**** Data ****

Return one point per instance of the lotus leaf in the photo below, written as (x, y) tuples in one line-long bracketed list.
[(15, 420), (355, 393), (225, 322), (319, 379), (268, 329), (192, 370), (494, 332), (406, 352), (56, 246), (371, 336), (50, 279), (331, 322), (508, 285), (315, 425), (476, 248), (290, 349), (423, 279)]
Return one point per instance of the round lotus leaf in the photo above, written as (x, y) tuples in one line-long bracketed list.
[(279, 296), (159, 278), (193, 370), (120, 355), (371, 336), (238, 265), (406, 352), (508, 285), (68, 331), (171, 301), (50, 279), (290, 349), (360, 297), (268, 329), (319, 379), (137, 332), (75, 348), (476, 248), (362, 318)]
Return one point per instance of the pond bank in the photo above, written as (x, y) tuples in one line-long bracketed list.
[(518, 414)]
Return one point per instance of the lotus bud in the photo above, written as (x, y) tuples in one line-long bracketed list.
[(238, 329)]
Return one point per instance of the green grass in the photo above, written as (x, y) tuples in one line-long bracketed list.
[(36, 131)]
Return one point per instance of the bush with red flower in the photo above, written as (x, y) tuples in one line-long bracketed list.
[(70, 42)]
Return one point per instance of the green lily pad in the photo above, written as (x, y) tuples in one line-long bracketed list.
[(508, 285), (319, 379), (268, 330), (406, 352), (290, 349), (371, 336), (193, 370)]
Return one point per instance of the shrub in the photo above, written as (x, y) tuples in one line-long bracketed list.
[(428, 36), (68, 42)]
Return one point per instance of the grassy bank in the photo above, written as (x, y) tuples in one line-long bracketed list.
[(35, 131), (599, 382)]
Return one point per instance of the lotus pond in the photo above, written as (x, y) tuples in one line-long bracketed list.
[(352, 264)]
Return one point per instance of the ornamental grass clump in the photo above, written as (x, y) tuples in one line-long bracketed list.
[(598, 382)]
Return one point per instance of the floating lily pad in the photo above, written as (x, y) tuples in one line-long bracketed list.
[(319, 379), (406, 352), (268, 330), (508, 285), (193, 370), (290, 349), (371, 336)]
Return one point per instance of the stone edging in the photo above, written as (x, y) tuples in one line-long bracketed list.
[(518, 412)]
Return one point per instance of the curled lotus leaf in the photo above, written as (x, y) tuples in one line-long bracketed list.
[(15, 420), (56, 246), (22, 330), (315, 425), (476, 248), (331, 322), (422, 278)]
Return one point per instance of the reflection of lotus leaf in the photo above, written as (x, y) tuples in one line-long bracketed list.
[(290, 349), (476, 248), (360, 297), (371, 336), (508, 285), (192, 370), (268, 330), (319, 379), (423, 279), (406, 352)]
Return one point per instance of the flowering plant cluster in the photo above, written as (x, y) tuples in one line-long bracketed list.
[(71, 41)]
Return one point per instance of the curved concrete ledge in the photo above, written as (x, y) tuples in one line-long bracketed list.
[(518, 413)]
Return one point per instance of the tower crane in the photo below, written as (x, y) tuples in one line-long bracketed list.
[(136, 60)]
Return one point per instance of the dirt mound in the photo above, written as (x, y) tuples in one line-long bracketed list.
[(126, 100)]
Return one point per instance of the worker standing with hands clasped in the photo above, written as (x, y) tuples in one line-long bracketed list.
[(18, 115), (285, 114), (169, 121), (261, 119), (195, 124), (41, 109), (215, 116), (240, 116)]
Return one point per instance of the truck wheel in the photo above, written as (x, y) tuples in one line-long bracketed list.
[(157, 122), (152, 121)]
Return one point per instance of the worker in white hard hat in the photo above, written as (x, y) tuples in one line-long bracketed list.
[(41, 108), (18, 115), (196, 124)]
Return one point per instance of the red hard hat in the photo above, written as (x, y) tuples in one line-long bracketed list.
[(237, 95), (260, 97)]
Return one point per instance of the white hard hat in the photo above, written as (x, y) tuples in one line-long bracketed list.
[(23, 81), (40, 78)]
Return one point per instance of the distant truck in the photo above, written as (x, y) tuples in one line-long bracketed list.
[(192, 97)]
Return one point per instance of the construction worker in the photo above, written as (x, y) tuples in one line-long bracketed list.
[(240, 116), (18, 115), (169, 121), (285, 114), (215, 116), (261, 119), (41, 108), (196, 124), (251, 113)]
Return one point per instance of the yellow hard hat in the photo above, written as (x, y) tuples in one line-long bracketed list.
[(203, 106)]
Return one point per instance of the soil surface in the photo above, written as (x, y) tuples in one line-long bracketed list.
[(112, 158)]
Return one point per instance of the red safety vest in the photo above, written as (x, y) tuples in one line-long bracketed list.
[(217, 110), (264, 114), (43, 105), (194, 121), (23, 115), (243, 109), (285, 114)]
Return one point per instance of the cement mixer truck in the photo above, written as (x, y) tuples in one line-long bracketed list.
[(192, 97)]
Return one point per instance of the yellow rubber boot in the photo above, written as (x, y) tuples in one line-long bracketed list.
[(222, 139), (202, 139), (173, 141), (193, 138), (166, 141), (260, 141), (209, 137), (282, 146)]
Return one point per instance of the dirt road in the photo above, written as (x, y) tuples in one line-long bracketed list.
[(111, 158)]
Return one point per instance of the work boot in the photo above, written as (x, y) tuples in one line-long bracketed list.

****

Exercise objective:
Output every line of the records above as a JSON array of strings, one string per line, skipping blank lines.

Task result:
[
  "Return one point per instance of the lotus leaf in the photo below, written as (x, y) tuples in one line-long bracketed list.",
  "[(15, 420), (355, 393), (225, 322), (319, 379), (268, 329), (192, 370), (494, 332), (406, 352), (56, 246), (371, 336), (50, 279), (331, 322), (508, 285), (315, 425), (476, 248), (290, 349), (423, 279)]",
  "Return one point per instance of the round lotus leaf in the photo above, written as (x, y) tuples in one line-long bracketed list.",
  "[(279, 296), (159, 278), (193, 370), (120, 355), (371, 336), (238, 265), (406, 352), (508, 285), (68, 331), (171, 301), (50, 279), (290, 349), (360, 297), (268, 329), (319, 379), (137, 332), (75, 348), (476, 248), (362, 318)]",
  "Return one point per instance of the pond bank in the photo above, written as (x, y) tuples in one line-long bracketed list.",
  "[(518, 414)]",
  "Return one point per instance of the lotus bud in the photo above, written as (x, y) tuples in one line-long bracketed list.",
  "[(238, 329)]",
  "Return one point per instance of the green grass in the photo above, written as (x, y) tuples in one line-long bracketed list.",
  "[(36, 131)]",
  "Return one point per instance of the bush with red flower in the photo above, written as (x, y) tuples in one line-long bracketed list.",
  "[(70, 42)]",
  "Return one point per instance of the green lily pad in the photo above, written as (x, y) tuples in one line-long bracketed list.",
  "[(508, 285), (319, 379), (268, 330), (406, 352), (290, 349), (371, 336), (193, 370)]",
  "Return one point per instance of the shrub in the photo above, written as (x, y) tuples in one line-long bracketed list.",
  "[(428, 36), (68, 42)]",
  "Return one point per instance of the grassy bank in the photo above, written as (x, y) tuples in one line-long bracketed list.",
  "[(35, 131), (599, 382)]",
  "Return one point per instance of the lotus pond in the photo above, written as (x, y) tuples in one line-long bracketed list.",
  "[(352, 264)]",
  "Return one point per instance of the ornamental grass clump in the photo above, written as (x, y) tuples in one line-long bracketed list.",
  "[(598, 382)]",
  "Return one point per instance of the floating lily pad in the photo above, written as (x, y) tuples in one line-long bracketed list.",
  "[(319, 379), (406, 352), (268, 330), (508, 285), (193, 370), (290, 349), (371, 336)]",
  "Return one point per instance of the stone edging in the photo above, written as (x, y) tuples in one line-long bracketed list.",
  "[(518, 412)]",
  "Return one point per instance of the curled lotus leaf in the photo above, written as (x, y) tuples in one line-long bracketed list.",
  "[(15, 420), (56, 246), (22, 330), (315, 425), (476, 248), (331, 322), (422, 278)]",
  "Return one point per instance of the reflection of lotus leaf in the photo above, written as (x, y) tuples in one line-long bracketed list.",
  "[(290, 349), (476, 248), (360, 297), (371, 336), (508, 285), (192, 370), (268, 330), (319, 379), (423, 279), (406, 352)]",
  "Return one point per instance of the flowering plant cluster in the photo above, written as (x, y) tuples in one line-long bracketed list.",
  "[(71, 41)]",
  "Return one point per instance of the curved concrete ledge in the photo above, written as (x, y) tuples in one line-long bracketed list.",
  "[(518, 413)]",
  "Return one point per instance of the tower crane in the photo below, written as (x, y) tuples in one line-long bracketed list.",
  "[(136, 60)]",
  "Return one point per instance of the dirt mound in the photo above, written as (x, y) tuples in one line-long bracketed list.",
  "[(126, 100)]",
  "Return one point per instance of the worker standing with hands clasped in the photo above, written as (x, y) tuples in one line-long bracketed list.",
  "[(18, 115), (285, 114), (169, 121), (261, 119), (195, 124), (41, 109), (215, 116), (240, 116)]",
  "Return one point per instance of the truck wheel in the photo above, written as (x, y) tuples in one line-long bracketed list.",
  "[(157, 122), (152, 121)]",
  "Return one point per instance of the worker in white hard hat in the photo above, written as (x, y) tuples in one line-long bracketed list.",
  "[(41, 108), (18, 115), (196, 124)]",
  "Return one point per instance of the red hard hat in the photo above, written as (x, y) tuples in one line-long bracketed list.",
  "[(237, 95), (260, 97)]",
  "Return one point per instance of the white hard hat in the photo above, written as (x, y) tuples in one line-long bracketed list.",
  "[(23, 81), (40, 78)]",
  "Return one point per instance of the distant truck in the photo above, written as (x, y) tuples in one line-long bracketed list.",
  "[(192, 97)]",
  "Return one point per instance of the construction worker in the photo above, written as (x, y) tuples in one line-long bracketed list.",
  "[(240, 116), (18, 115), (169, 121), (285, 114), (215, 116), (261, 119), (41, 108), (196, 124), (251, 113)]",
  "Return one point per instance of the yellow hard hat in the photo above, written as (x, y) tuples in one line-long bracketed list.",
  "[(203, 106)]",
  "Return one point per instance of the soil surface in the photo above, written as (x, y) tuples in one line-long bracketed list.",
  "[(112, 158)]",
  "Return one point per instance of the red safety vest in the photo above, written as (x, y) tuples in one line-long bracketed list.",
  "[(217, 110), (264, 114), (43, 105), (194, 121), (23, 115), (243, 109), (285, 114)]",
  "Return one point per instance of the cement mixer truck in the photo above, written as (x, y) tuples in one line-long bracketed list.",
  "[(192, 97)]",
  "Return one point per instance of the yellow rubber boot in the photo above, written as (x, y) tuples in one line-long bracketed list.",
  "[(222, 139), (202, 139), (173, 141), (193, 138), (166, 141), (260, 141), (209, 137), (282, 146)]",
  "Return one point per instance of the dirt road in the photo above, written as (x, y) tuples in one line-long bracketed list.",
  "[(111, 158)]",
  "Return one point per instance of the work boot in the photo above, written as (x, y) tuples in one line-long bracketed list."
]